Beginning with the line that contains "[[458, 3], [275, 88], [189, 377], [290, 320]]", return every line down to the last one in the material below, exactly and with no others.

─── Data shown ───

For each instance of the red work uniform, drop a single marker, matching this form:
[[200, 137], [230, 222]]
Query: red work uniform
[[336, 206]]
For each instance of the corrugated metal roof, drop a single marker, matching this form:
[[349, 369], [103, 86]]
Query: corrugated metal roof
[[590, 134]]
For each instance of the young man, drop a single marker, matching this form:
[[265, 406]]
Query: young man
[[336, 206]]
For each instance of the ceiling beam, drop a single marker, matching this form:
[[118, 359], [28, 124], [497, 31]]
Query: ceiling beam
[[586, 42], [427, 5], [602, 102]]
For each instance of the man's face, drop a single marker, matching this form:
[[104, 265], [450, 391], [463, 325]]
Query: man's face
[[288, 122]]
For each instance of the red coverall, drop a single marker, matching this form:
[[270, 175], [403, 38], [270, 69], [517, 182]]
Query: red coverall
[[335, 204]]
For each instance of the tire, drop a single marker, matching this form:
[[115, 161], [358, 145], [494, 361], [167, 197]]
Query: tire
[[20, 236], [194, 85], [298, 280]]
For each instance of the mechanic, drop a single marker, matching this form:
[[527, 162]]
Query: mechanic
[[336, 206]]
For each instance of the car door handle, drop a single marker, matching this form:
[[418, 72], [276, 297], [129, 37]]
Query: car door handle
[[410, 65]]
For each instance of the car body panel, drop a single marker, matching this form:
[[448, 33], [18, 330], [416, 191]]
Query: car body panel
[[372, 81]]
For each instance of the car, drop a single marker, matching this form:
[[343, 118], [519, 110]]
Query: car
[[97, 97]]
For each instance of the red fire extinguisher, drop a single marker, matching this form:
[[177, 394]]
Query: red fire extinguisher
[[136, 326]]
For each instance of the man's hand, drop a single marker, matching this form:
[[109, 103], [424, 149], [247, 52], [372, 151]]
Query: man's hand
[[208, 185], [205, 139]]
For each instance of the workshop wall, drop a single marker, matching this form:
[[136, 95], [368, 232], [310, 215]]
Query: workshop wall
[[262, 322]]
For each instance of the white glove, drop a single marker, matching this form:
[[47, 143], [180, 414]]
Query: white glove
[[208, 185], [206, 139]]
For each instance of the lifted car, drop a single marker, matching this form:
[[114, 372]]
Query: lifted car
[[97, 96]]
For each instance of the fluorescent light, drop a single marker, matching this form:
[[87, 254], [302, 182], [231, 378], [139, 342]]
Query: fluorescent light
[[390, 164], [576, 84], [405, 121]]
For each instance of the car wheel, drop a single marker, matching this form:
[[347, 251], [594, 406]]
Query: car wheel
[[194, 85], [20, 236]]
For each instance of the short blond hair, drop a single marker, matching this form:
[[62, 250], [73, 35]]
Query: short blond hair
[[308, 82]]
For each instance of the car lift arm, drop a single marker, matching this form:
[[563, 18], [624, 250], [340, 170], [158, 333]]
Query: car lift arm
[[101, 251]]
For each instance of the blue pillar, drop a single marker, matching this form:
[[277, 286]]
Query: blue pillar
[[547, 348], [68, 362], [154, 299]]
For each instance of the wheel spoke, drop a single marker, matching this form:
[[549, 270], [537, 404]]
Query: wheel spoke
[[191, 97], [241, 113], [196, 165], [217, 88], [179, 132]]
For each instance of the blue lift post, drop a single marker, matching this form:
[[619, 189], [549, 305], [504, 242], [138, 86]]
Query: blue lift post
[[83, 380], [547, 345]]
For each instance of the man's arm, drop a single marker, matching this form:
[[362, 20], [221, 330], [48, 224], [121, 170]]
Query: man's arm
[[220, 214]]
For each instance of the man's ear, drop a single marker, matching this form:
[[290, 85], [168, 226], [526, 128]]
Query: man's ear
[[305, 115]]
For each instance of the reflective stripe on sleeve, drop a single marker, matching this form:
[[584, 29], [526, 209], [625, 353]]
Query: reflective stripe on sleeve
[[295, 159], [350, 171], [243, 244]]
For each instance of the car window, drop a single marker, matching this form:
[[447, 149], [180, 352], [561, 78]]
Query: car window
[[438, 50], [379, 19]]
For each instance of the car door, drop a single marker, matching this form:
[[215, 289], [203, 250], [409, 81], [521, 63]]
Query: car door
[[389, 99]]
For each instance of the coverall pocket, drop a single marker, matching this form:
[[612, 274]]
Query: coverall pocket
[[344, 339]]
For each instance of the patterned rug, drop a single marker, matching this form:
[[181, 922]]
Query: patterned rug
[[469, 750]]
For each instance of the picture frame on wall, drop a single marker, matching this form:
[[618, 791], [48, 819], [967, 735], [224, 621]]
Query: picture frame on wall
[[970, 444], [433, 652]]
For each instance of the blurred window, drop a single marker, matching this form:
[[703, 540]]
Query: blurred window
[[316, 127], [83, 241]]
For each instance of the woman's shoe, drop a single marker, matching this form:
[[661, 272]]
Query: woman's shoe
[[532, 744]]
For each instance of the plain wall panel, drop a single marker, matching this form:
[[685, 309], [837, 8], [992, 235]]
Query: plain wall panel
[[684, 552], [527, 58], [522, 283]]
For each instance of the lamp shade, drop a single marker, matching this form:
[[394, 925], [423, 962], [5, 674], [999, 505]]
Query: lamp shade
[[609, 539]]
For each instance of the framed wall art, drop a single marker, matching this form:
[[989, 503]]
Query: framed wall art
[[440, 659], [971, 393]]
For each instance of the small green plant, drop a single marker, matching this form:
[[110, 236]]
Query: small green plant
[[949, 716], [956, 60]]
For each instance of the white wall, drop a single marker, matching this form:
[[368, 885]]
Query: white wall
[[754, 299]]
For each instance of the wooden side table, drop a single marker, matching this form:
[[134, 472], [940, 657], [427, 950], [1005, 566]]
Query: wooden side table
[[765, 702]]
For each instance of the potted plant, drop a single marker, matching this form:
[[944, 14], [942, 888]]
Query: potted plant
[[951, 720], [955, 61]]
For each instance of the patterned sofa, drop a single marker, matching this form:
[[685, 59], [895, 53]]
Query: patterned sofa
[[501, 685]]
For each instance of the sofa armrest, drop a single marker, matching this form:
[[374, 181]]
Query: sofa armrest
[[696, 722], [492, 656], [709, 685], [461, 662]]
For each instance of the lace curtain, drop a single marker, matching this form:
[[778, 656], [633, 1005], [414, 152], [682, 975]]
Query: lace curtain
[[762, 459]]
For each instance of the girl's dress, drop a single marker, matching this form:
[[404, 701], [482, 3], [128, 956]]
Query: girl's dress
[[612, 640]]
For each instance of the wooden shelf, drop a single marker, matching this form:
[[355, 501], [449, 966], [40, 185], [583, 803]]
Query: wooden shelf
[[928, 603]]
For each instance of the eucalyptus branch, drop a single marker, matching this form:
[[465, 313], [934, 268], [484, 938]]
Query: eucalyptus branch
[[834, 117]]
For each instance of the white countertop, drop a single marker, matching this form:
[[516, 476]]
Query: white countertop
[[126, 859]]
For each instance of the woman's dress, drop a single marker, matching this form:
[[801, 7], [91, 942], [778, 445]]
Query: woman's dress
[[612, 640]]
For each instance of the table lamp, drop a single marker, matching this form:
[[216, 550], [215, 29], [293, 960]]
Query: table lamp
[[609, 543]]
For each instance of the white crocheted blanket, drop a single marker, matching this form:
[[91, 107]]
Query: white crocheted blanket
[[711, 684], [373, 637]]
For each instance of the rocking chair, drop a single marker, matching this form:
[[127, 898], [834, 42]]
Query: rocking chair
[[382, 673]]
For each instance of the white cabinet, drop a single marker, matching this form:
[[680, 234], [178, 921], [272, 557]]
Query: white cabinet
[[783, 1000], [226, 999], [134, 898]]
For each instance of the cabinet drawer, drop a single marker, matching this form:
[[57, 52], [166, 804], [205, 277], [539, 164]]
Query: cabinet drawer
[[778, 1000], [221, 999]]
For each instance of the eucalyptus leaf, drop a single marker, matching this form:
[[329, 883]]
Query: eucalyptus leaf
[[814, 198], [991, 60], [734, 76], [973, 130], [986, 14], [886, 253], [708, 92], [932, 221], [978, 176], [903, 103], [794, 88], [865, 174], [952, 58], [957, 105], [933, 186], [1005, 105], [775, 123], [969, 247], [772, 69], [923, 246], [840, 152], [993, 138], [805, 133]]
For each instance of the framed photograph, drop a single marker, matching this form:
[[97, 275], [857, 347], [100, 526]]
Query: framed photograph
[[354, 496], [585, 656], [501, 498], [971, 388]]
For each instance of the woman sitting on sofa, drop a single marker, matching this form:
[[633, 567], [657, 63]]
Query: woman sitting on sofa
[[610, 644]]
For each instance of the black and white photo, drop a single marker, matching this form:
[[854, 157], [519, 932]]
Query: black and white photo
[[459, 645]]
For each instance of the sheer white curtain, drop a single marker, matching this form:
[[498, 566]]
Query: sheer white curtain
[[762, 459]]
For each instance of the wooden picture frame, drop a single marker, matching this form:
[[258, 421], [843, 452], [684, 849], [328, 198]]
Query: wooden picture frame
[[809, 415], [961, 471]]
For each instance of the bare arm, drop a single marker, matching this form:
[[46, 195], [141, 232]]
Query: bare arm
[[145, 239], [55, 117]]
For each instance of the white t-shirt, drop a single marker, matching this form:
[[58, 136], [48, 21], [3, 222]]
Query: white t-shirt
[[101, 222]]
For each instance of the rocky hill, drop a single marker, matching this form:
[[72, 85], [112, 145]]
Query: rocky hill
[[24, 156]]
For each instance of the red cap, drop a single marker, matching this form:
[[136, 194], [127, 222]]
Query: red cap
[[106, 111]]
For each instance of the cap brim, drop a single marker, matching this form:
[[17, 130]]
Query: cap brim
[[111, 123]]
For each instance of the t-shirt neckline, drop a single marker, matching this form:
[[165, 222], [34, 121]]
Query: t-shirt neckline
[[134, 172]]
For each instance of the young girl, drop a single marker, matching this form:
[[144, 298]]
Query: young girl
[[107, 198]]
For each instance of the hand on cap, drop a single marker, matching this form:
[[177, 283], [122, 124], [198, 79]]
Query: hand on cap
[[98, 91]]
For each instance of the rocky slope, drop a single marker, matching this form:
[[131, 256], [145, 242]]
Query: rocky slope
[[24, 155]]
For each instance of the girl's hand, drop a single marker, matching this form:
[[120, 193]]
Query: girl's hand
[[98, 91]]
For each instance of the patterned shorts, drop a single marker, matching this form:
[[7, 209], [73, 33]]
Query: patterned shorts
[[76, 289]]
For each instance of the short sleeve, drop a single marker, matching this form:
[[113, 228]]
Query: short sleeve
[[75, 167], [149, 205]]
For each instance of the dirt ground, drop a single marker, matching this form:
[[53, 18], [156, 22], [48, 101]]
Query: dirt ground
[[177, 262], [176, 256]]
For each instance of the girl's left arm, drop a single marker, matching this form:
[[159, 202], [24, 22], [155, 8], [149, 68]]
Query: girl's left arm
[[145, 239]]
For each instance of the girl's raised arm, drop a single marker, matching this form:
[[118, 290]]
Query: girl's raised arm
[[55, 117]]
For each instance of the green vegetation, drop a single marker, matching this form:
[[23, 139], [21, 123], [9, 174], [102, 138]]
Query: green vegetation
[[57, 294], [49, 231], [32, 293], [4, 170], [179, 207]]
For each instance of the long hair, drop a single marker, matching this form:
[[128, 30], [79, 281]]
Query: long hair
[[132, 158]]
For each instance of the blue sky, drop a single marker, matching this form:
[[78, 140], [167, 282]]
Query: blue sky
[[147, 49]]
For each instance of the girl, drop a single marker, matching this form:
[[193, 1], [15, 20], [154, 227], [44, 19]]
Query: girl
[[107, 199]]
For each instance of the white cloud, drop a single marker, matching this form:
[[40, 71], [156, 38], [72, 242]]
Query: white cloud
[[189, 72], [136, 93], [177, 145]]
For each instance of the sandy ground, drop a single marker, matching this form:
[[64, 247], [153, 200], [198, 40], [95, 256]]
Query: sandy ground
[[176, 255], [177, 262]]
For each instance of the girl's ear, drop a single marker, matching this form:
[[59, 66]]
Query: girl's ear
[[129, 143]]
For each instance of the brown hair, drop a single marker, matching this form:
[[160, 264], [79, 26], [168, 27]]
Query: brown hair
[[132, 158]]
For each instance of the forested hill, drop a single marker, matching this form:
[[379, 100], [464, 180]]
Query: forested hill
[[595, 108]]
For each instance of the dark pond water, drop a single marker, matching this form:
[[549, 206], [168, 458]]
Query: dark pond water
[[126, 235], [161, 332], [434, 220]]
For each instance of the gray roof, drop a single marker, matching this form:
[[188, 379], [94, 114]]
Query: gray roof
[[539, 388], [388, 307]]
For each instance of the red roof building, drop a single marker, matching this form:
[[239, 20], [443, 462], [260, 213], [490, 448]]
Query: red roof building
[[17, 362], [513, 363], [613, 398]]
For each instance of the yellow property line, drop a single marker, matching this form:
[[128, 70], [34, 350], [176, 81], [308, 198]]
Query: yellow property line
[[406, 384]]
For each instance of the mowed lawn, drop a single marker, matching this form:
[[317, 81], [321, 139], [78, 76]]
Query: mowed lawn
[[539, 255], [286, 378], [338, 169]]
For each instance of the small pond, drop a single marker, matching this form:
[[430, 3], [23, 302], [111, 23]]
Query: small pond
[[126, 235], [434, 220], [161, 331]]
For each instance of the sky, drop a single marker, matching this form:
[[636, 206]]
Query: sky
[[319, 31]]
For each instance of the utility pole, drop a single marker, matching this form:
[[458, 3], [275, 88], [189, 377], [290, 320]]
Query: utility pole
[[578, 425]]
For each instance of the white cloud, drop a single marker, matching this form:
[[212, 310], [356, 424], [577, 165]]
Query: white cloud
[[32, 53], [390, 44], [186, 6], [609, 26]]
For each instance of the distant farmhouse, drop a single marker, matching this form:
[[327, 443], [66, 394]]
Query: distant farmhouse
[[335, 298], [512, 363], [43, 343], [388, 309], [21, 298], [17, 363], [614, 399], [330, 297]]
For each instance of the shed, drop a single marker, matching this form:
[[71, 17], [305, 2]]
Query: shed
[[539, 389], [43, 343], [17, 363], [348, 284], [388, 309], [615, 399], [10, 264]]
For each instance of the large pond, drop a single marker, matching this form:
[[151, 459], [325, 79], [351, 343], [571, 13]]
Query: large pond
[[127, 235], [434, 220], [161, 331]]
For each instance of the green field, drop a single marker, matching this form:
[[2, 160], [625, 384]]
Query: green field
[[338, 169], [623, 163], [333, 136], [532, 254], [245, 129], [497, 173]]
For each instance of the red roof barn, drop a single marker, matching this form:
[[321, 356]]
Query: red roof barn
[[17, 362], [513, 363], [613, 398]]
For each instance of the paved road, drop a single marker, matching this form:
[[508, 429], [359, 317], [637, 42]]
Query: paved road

───

## Answer to this exercise
[[458, 3], [275, 88], [189, 377], [290, 320]]
Query: utility pole
[[578, 425]]
For each instance of the white cloud, drop a single marker, matching this form:
[[212, 310], [356, 424], [577, 165]]
Query: white cloud
[[32, 53], [390, 44], [186, 6], [609, 26]]
For each instance of the distant farmhouse, drop a single marker, matching this form:
[[327, 443], [66, 394]]
Query: distant farmhouse
[[335, 298], [512, 363], [43, 343], [388, 309], [21, 298], [17, 363], [614, 399], [330, 297]]
For each instance of the shed, drop a single marker, matching this form:
[[71, 17], [305, 2]]
Query: shed
[[539, 389], [43, 343], [17, 363], [348, 284], [388, 309], [615, 399], [10, 264]]
For each instance of the large pond, drop a single marker, matching this form:
[[151, 459], [325, 79], [351, 343], [571, 13]]
Query: large pond
[[127, 235], [434, 220], [161, 331]]
For each instance of the green field, drop a single marker, matching this form:
[[2, 160], [625, 384]]
Query: green field
[[338, 169], [623, 163], [333, 136], [532, 254], [245, 129], [497, 173]]
For each instance of the red roof barn, drop a single marker, matching this form:
[[321, 356]]
Query: red roof barn
[[17, 362], [513, 363], [613, 398]]
For each instance of the paved road, drop a single marker, matching this form:
[[508, 429], [359, 317], [637, 42]]
Query: paved road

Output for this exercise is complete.